## Description of the task
Substitute "occurrence" for each occurrence of "instance" throughout the material below, and reproduce everything else without change.

## Data provided

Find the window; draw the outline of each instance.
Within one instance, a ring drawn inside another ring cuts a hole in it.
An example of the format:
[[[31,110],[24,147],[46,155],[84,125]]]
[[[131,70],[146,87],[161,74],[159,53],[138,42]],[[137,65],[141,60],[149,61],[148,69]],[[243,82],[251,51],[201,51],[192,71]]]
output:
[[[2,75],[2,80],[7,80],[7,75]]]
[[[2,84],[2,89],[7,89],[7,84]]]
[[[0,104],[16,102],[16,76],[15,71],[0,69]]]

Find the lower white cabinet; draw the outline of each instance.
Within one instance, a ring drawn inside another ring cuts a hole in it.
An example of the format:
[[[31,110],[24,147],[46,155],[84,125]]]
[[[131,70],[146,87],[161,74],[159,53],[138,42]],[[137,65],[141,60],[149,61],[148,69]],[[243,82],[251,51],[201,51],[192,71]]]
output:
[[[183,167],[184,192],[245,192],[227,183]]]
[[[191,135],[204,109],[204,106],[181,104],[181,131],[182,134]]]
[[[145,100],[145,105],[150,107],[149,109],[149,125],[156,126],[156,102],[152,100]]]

## Exercise answer
Find the window; draw the outline of each occurrence.
Within one occurrence, a ring drawn inside another ring cuts a hole in it.
An example of the format:
[[[31,110],[24,147],[46,155],[84,125]]]
[[[131,70],[146,87],[161,74],[159,53],[138,42]],[[137,65],[141,60],[149,61],[148,69]],[[243,82],[251,51],[201,51],[192,71]]]
output:
[[[2,75],[2,80],[7,80],[7,75]]]
[[[2,84],[2,89],[7,89],[7,84]]]
[[[0,104],[16,102],[16,76],[15,71],[0,69]]]

Find the lower white cabinet; draw the outline of each occurrence.
Within one occurrence, a ring drawn inside another ring cuts a hole in it.
An example of the format:
[[[31,110],[24,147],[46,155],[84,125]]]
[[[131,70],[146,87],[161,74],[159,53],[138,42]],[[137,65],[141,60],[149,61],[148,69]],[[243,82],[251,51],[201,51],[192,71]]]
output:
[[[183,167],[184,192],[245,192],[227,183]]]
[[[191,135],[204,109],[204,106],[181,104],[181,131],[182,134]]]
[[[145,100],[145,105],[150,107],[149,109],[149,125],[156,126],[156,102],[152,100]]]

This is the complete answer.